Requirements:
1. According to the patent excerpt, which three kinds of operations make up the deadlock resolution engine 106?
2. Turn the paragraph of the patent excerpt that starts "FIG. 4 shows the deadlock resolution engine 106" into a short bulleted list that keeps its main facts.
3. Reproduce the part of the patent excerpt that begins at the words "FIG. 4 shows" and stops after the words "is not considered.".

Supplied passage:
FIG. 3 shows a multi-node system 300 in accordance with an example of the disclosure. As shown, the multi-node system 300 comprises a plurality of processor nodes 302A-302N. Each of the processor nodes 302A-302N may comprise processing resources, memory resources, and I/O resources. Further, the multi-node system 300 may comprise various of the same or similar components as described for the multi-core processor 200 of FIG. 2A, and the same discussion provided for the multi-core processor components is applicable to the multi-node system components. Also, the multi-node system 300 may comprise multi-node system components 304 such as multi-node memory resources, multi-node input/output resources, a multi-node communication fabric, node controllers, and/or other components in communication with the processor nodes 302A-302N. In different examples, the pipelines 108A-108N and/or the supported database locks module 110 may be stored in the multi-node system 300 or may be external to the multi-node system 300. Further, in different examples, the deadlock resolution engines 106A-106N for the respective processor nodes 302A-302N may be stored in the multi-node system 300 or may be external to the multi-node system 300.

FIG. 4 shows the deadlock resolution engine 106 in accordance with an example of the disclosure. As shown, the deadlock resolution engine 106 comprises deadlock notification operations 402, abort shortest pipeline policy operations 404, and supported database lock operations 406. When executed, the deadlock notification operations 402 enable a processor to receive a deadlock notification as described herein. The deadlock notifications may be based on a deadlock detection engine customized for database lock modes, upgradeable locks, and/or lock modes where ownership is not considered.

Entries:
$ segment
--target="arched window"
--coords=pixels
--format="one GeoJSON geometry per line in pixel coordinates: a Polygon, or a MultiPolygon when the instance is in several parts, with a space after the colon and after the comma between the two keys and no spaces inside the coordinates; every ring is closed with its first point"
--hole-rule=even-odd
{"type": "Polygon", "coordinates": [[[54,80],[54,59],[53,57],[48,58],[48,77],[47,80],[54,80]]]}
---
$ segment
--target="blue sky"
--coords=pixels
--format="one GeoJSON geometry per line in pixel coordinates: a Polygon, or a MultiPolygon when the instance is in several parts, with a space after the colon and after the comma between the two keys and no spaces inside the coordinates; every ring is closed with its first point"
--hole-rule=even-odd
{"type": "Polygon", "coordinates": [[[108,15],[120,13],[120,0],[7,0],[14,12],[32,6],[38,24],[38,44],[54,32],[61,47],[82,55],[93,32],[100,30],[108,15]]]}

Written answers:
1. Deadlock notification operations 402, abort shortest pipeline policy operations 404, and supported database lock operations 406.

2.
- FIG. 4 shows the deadlock resolution engine 106 in an example of the disclosure.
- The engine has deadlock notification operations 402, abort shortest pipeline policy operations 404, and supported database lock operations 406.
- When run, the deadlock notification operations 402 let a processor receive a deadlock notification.
- These notifications may be based on a deadlock detection engine customized for database lock modes, upgradeable locks, and/or lock modes where ownership is not considered.

3.
FIG. 4 shows the deadlock resolution engine 106 in accordance with an example of the disclosure. As shown, the deadlock resolution engine 106 comprises deadlock notification operations 402, abort shortest pipeline policy operations 404, and supported database lock operations 406. When executed, the deadlock notification operations 402 enable a processor to receive a deadlock notification as described herein. The deadlock notifications may be based on a deadlock detection engine customized for database lock modes, upgradeable locks, and/or lock modes where ownership is not considered.